What to work on:
Please retype everything from "I came home" down to "for healing too." in the post about a daughter's healing with her mother, without changing a word.

[Reading text — start]

A Daughter's Love: Where Healing Began.
- Joy Garcia
- 1 day ago
- 2 min read
Before I begin sharing my recent journey, a little background…

I grew up in a tiny village in Illinois, surrounded by cornfields, in a simple home with my mother, father, and older brother. Looking back, my childhood felt complicated. For years, I carried resentment; I couldn’t seem to remember joy — only struggle. That became the story I told myself.
At 24, I moved out of state with my husband and infant daughter, determined to live a bigger, happier life than my parents. I told myself distance was healthy. My mom battled sadness and depression, and staying away felt safer. We still saw each other — holidays, summer visits — but life got busier, and travel harder.
My mom and I have always loved each other deeply, but expressing what we needed from one another was hard. Sometimes it ended with slammed phones or the good old Facebook block (I cringe now, but it felt so justified then).
Fast forward to 2024. I was divorced, remarried, living in Colorado — away from my adult children. I was deep into counseling and healing old wounds. Meanwhile, my dad’s dementia had been slowly progressing for a decade, and Mom was carrying more than she could alone. One day, I finally heard the exhaustion in her voice.
Something shifted. I started giving her more grace. Then one day, on the phone, I found myself apologizing for how I’d treated her. I was sobbing — I’d just hurt my own daughter and suddenly saw our whole dynamic with new eyes. Mom cut me off mid-apology:
“We’re not looking back on any of that,” she said. “I’m here for you now. I love you.”
I came home and cried happy tears. That one sentence healed something deep in me — something I’d been waiting to hear my whole life.
Only months later, she called with news: she needed open-heart surgery. And that’s where the true journey of love, heartache, and healing began…
Looking back, I can see how God was gently stitching together pieces of my heart I didn’t know were broken. That phone call with my mom — the one where she said we weren’t looking back — felt like the first deep breath after years of holding it in. It was proof that grace can rewrite even the hardest stories. As I begin sharing the road ahead — the caregiving, the healing, the love that grew stronger than the pain — I hold onto the promise that
“He heals the brokenhearted and binds up their wounds.” (Psalm 147:3)
My prayer is that, somehow, this space becomes a place of hope for anyone longing for healing too.
All my love,
Joy
Thank you for being so transparent. It is raw but beautiful. I will continue reading and hope someday I can write my story as I truly believe putting it down on paper is helpful for full and complete healing.
Just beautiful praying always.... my life verse Romans 12:2. Such a blessing to be able to heal your hearts and love one another!!

[Reading text — finish]
[Given data — start]

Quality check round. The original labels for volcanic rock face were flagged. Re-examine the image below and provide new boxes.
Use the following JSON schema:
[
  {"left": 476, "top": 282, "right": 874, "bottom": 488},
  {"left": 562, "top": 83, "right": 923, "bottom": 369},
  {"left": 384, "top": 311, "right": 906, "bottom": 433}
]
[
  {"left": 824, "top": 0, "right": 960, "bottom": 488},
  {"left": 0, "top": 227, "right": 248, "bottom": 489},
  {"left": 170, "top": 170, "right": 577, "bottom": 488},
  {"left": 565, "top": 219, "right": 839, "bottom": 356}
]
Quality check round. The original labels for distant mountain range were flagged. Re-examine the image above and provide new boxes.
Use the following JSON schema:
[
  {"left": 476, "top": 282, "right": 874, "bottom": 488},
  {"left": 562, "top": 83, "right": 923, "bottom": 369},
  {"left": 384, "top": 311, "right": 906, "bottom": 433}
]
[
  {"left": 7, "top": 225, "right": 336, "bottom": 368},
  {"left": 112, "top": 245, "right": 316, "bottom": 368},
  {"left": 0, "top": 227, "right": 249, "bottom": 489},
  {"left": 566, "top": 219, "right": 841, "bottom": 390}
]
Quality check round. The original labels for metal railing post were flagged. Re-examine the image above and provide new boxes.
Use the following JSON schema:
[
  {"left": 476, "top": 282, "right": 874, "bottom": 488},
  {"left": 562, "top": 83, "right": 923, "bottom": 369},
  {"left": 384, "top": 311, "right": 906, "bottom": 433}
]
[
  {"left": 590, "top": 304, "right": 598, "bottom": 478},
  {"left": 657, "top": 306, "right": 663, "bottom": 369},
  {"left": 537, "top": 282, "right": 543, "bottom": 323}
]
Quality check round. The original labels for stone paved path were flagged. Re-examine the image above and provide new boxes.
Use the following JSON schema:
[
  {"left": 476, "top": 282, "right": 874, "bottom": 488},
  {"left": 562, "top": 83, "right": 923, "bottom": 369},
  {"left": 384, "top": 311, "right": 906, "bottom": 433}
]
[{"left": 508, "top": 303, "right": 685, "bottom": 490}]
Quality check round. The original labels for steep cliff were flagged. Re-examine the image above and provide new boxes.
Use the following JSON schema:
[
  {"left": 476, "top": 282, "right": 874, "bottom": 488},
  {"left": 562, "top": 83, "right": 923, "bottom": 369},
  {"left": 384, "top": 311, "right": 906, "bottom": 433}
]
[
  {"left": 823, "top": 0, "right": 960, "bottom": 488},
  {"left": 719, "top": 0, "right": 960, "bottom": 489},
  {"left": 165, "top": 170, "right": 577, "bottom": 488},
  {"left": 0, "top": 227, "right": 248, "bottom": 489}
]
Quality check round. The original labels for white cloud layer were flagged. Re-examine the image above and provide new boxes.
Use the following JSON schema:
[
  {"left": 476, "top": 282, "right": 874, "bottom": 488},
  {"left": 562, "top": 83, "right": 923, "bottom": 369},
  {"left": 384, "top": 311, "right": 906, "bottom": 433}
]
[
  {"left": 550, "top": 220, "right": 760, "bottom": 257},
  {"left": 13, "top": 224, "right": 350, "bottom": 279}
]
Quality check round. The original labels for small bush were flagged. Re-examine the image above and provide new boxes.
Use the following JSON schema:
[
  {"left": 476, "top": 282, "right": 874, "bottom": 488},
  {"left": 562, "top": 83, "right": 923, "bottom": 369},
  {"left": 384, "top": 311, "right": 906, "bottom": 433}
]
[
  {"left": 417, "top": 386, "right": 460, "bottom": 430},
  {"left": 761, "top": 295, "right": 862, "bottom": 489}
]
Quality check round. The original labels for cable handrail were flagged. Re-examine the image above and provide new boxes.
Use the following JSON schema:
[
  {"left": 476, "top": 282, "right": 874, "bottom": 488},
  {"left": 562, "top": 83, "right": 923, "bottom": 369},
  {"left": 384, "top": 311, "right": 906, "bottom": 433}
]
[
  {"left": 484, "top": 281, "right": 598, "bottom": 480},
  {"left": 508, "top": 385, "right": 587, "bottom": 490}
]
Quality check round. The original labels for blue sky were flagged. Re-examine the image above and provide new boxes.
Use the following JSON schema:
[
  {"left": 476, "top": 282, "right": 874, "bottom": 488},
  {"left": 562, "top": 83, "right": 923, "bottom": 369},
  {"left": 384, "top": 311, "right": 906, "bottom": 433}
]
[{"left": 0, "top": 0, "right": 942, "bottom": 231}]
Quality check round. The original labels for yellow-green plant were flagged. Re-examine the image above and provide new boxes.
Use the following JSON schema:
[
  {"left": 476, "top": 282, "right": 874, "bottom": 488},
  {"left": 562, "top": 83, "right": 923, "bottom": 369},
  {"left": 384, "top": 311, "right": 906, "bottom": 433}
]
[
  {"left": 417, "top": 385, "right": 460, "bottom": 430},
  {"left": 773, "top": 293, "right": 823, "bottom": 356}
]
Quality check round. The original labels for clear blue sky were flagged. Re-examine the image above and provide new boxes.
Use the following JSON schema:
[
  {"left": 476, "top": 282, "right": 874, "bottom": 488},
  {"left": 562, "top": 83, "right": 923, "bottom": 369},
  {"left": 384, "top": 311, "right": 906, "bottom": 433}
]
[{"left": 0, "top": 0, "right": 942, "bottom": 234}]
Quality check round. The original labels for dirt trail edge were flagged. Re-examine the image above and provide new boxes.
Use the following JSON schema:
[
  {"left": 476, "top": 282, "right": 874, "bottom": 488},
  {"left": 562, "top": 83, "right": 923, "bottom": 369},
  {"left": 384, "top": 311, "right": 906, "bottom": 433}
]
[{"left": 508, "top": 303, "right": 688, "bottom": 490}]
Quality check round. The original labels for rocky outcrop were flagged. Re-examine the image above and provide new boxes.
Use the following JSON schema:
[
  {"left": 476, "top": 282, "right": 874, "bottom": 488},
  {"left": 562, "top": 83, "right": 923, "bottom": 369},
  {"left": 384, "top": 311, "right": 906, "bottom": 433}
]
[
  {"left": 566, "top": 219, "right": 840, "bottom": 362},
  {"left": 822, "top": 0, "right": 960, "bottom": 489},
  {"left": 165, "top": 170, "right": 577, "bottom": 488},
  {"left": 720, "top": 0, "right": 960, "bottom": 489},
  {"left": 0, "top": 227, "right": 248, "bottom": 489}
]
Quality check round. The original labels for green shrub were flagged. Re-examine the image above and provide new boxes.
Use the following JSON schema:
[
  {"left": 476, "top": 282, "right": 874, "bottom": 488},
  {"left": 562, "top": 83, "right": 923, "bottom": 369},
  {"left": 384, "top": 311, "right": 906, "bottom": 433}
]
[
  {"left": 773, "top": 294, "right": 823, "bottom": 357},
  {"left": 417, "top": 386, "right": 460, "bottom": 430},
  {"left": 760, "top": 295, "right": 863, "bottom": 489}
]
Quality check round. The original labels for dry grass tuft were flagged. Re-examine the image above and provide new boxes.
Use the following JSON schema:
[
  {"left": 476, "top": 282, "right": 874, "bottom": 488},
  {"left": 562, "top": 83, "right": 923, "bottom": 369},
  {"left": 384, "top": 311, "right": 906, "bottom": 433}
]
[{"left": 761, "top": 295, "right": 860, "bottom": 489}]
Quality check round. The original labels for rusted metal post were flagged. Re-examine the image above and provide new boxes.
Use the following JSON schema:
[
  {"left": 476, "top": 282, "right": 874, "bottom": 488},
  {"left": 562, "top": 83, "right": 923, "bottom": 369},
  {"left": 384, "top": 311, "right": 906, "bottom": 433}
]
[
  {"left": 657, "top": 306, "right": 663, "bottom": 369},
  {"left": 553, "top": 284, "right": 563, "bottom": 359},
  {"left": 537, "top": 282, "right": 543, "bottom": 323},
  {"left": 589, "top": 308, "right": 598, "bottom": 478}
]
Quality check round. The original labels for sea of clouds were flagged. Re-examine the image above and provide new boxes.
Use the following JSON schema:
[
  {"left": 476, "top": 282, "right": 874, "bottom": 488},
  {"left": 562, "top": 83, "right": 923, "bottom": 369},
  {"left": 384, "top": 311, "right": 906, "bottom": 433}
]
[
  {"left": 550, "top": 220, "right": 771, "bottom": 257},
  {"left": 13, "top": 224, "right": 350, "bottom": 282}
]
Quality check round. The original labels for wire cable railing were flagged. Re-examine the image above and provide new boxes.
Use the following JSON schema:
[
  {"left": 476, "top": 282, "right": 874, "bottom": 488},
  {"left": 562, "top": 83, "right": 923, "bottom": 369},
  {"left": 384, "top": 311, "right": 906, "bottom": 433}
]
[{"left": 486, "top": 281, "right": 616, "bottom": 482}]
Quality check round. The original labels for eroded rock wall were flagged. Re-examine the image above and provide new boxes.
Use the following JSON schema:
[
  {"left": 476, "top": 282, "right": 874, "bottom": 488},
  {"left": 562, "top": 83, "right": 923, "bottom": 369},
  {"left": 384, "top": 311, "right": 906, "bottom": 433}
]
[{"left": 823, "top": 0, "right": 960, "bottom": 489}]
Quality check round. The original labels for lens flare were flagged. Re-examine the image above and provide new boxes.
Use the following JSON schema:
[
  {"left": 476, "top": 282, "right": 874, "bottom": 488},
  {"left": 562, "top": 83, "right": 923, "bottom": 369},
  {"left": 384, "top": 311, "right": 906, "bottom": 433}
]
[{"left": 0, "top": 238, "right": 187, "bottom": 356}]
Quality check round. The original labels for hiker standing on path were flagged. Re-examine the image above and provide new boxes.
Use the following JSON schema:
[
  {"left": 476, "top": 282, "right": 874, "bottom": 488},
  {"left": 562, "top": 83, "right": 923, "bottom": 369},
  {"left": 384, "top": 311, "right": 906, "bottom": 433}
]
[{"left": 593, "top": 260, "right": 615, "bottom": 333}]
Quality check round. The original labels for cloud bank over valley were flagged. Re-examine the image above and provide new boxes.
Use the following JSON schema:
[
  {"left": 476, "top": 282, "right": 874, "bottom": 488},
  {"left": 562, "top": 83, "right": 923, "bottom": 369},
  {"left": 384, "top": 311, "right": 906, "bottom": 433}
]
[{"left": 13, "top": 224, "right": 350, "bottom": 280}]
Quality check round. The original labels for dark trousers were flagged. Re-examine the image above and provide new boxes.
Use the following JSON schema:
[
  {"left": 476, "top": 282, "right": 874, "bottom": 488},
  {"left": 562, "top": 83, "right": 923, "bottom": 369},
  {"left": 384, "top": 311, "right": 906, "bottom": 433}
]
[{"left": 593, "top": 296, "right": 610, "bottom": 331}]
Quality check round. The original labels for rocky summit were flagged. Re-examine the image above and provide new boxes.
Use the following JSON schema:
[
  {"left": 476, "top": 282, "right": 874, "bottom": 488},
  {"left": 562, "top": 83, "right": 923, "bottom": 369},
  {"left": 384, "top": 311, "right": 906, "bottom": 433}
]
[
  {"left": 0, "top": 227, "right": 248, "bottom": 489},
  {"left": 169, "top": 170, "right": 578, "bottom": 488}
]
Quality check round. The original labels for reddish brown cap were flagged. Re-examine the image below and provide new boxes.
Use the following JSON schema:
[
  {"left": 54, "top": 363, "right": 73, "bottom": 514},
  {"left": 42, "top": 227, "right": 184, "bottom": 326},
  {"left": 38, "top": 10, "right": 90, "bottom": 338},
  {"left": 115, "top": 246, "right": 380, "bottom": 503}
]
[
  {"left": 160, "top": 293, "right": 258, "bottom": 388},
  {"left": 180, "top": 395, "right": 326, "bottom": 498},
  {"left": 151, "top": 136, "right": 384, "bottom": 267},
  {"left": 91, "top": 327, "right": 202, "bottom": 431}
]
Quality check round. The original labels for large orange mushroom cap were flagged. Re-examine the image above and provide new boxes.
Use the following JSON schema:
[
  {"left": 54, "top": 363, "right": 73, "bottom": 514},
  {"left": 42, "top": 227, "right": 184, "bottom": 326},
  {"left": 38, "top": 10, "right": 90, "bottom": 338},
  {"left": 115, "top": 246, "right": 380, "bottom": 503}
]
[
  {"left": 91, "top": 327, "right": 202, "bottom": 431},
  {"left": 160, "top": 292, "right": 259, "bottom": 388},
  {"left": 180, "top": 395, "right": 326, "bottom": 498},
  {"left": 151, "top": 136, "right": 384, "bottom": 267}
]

[Given data — finish]

Answer for the task:
I came home and cried happy tears. That one sentence healed something deep in me — something I’d been waiting to hear my whole life.
Only months later, she called with news: she needed open-heart surgery. And that’s where the true journey of love, heartache, and healing began…
Looking back, I can see how God was gently stitching together pieces of my heart I didn’t know were broken. That phone call with my mom — the one where she said we weren’t looking back — felt like the first deep breath after years of holding it in. It was proof that grace can rewrite even the hardest stories. As I begin sharing the road ahead — the caregiving, the healing, the love that grew stronger than the pain — I hold onto the promise that
“He heals the brokenhearted and binds up their wounds.” (Psalm 147:3)
My prayer is that, somehow, this space becomes a place of hope for anyone longing for healing too.